# Source
· · · ·
Philip Doughty came from the small mining town of Wombwell in the West Riding of Yorkshire. He went to nearby Barnsley Grammar School, overlapping with Michael Parkinson, then on to Nottingham University where he graduated in Geology and completed a Master’s degree. While writing his Master’s thesis he married Janet and taught at Giggleswick School, Settle, North Yorkshire. His thesis Joint densities in the Great Scar Limestone was eventually published in the Proceedings of the Yorkshire Geological Society.
His first museum job was as a general natural history curator at Scunthorpe Museum. Then in 1965 he became an Assistant Keeper in the Natural History department of the Ulster Museum. Phil always stressed that he was appointed as a geologist to care for and develop the geology collections – a specialist geologist on the staff for the first time in the Museum’s long and complicated history, dating right back to the opening of the Belfast Natural History & Philosophical Society’s Museum in 1831. This was an exciting time to join the fledgling Ulster Museum – with its recent elevation from local authority to national status, its growing staff numbers and a large new extension to the existing building being planned.
In 1970 he became Keeper of his own new Department of Geology. Against a generally favourable background of Museum expansion, over the next few years he built up a small team of geologists: Terry Bruton, John Wilson, Rab Nawaz and Ken James. His top priority was rescuing the stored geology collections from where they had languished since World War Two – at the bottom of a lift shaft in the Museum and in rat-infested lock-ups beneath the railway bridge on Tate’s Avenue, Belfast.
· · · ·
# Records shown
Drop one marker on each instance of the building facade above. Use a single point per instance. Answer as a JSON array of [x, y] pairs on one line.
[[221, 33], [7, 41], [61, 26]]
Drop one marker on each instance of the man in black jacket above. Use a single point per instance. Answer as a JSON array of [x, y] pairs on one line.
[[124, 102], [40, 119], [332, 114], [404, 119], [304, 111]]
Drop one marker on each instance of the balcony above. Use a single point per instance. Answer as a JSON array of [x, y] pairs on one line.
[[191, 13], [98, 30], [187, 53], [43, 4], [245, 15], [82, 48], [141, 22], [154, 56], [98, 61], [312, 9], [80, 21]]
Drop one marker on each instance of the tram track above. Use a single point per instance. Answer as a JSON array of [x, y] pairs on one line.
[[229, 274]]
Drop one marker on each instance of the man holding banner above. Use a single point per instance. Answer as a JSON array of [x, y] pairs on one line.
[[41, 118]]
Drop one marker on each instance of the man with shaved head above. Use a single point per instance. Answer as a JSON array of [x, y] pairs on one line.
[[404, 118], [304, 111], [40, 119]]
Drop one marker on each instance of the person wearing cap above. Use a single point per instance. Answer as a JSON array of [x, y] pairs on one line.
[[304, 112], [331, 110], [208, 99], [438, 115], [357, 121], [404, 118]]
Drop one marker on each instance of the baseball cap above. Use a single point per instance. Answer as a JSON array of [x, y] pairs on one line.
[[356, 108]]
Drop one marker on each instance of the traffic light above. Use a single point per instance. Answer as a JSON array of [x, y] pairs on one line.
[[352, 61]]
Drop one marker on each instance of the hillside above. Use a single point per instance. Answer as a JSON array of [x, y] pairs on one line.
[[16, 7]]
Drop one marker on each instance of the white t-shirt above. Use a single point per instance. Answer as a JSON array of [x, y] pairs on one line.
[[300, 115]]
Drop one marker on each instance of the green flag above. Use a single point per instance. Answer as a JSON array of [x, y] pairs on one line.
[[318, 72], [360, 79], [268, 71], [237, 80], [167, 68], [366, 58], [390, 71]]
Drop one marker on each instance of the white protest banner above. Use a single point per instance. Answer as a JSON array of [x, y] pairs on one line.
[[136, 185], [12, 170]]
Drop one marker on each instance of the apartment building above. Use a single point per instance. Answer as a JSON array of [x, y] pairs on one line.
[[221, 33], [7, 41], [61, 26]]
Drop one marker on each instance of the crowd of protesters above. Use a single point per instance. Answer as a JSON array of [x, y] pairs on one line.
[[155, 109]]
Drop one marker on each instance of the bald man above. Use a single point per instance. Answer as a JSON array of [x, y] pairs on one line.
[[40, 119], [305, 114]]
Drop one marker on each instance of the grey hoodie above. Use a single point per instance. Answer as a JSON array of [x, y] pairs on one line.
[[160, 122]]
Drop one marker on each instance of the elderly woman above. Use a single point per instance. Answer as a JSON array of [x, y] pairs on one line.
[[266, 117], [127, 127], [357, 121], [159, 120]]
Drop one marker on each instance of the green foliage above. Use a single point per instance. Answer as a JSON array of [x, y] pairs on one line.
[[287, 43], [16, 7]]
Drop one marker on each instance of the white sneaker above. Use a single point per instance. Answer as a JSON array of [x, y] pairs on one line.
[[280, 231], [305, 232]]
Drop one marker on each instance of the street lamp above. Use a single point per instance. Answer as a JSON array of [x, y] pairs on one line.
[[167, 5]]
· · · ·
Can you continue the account of Philip Doughty's museum career from its final sentence?

# Exercise result
Phil and his team were responsible for creating a series of innovative and award-winning geology galleries which opened sequentially through the 1970s – Variety of Life, Geology of Ireland, Landscape and Earth’s Treasures – the success of these galleries followed from the detailed briefs Phil had prepared. It is a testament to their effectiveness that, with only relatively minor changes, they remained popular with visitors for some three decades.
The geology collections were built up by astute purchases of display material and by systematic field collecting. Phil also knew that good research projects helped to boost the Museum’s credibility - projects such as the Bovedy meteorite in 1969, the 1972 Pollnagollum cave excavations in Fermanagh, and the 1986 Aghnadarragh mammoth discoveries near the Antrim shore of Lough Neagh. It’s telling that both the Polnagollum and Aghnadarragh projects arose from chance discoveries made by members of the public who knew that the place to find out more would be Phil’s Geology Department at the Ulster Museum.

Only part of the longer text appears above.